● PROBLEM TO WORK ON: Each entry below is to be written out exactly, and the pictures are to be left out.

Records contained in a dataset
+++
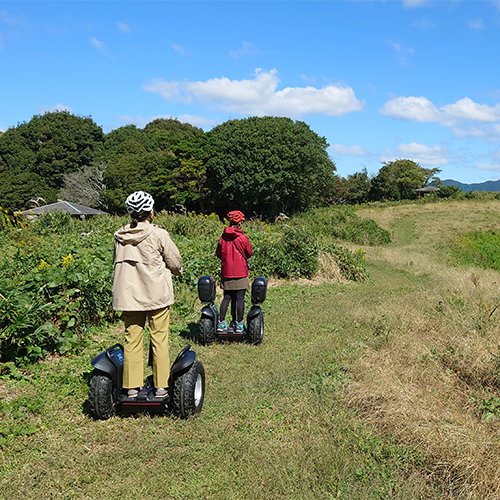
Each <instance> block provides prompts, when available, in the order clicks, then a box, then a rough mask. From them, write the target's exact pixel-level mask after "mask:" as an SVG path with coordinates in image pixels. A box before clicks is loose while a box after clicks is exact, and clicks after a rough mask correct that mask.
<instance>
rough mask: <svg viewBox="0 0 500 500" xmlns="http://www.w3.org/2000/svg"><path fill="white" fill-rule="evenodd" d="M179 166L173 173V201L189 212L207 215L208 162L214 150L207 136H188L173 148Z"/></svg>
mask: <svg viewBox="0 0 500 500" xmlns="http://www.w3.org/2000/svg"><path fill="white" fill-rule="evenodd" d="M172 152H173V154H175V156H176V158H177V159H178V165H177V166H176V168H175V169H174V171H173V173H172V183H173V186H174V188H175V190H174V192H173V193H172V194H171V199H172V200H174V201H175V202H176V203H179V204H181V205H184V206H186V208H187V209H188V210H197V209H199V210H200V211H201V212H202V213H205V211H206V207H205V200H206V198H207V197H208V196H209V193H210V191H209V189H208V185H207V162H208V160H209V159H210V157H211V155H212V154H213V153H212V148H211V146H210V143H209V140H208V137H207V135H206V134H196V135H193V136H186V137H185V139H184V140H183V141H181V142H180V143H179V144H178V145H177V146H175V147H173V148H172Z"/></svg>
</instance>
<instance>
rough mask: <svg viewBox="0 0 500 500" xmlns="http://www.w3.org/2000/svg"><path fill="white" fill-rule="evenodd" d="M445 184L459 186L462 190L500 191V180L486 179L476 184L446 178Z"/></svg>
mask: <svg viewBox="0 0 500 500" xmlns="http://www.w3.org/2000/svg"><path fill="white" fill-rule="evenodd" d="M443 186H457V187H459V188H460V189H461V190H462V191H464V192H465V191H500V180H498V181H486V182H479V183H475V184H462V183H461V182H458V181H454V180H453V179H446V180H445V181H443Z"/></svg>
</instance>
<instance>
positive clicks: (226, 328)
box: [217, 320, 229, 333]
+++
● OUTPUT:
Each <instance> block provides prompts, when available, in the order clicks, then a box, then a rough mask. From them, write the target's exact pixel-level mask after "mask:" as an SVG path with coordinates in image pixels. A box before clicks is loose while a box after clicks is exact, and clicks after a rough mask correct that mask.
<instance>
rough mask: <svg viewBox="0 0 500 500" xmlns="http://www.w3.org/2000/svg"><path fill="white" fill-rule="evenodd" d="M179 166L173 173V201L189 212L207 215L208 162L214 150L207 136H188L173 148Z"/></svg>
mask: <svg viewBox="0 0 500 500" xmlns="http://www.w3.org/2000/svg"><path fill="white" fill-rule="evenodd" d="M172 152H173V154H175V156H176V158H177V159H178V165H177V166H176V168H175V169H174V171H173V173H172V183H173V186H174V188H175V190H174V192H173V193H172V194H171V199H172V200H174V201H175V202H176V203H179V204H181V205H184V206H186V208H187V209H188V210H197V209H199V210H200V211H201V212H202V213H205V211H206V207H205V200H206V198H207V197H208V196H209V193H210V191H209V189H208V185H207V162H208V160H209V159H210V157H211V155H212V154H213V153H212V148H211V146H210V143H209V140H208V137H207V135H206V134H196V135H193V136H186V137H185V139H184V140H183V141H181V142H180V143H179V144H178V145H177V146H175V147H173V148H172Z"/></svg>
</instance>
<instance>
rough mask: <svg viewBox="0 0 500 500" xmlns="http://www.w3.org/2000/svg"><path fill="white" fill-rule="evenodd" d="M445 184L459 186L462 190L500 191V180L486 179L476 184L446 178Z"/></svg>
mask: <svg viewBox="0 0 500 500" xmlns="http://www.w3.org/2000/svg"><path fill="white" fill-rule="evenodd" d="M443 186H457V187H459V188H460V189H461V190H462V191H464V192H465V191H500V180H498V181H486V182H479V183H475V184H462V183H461V182H458V181H454V180H453V179H446V180H445V181H443Z"/></svg>
</instance>
<instance>
positive clicks: (226, 328)
box: [217, 320, 229, 333]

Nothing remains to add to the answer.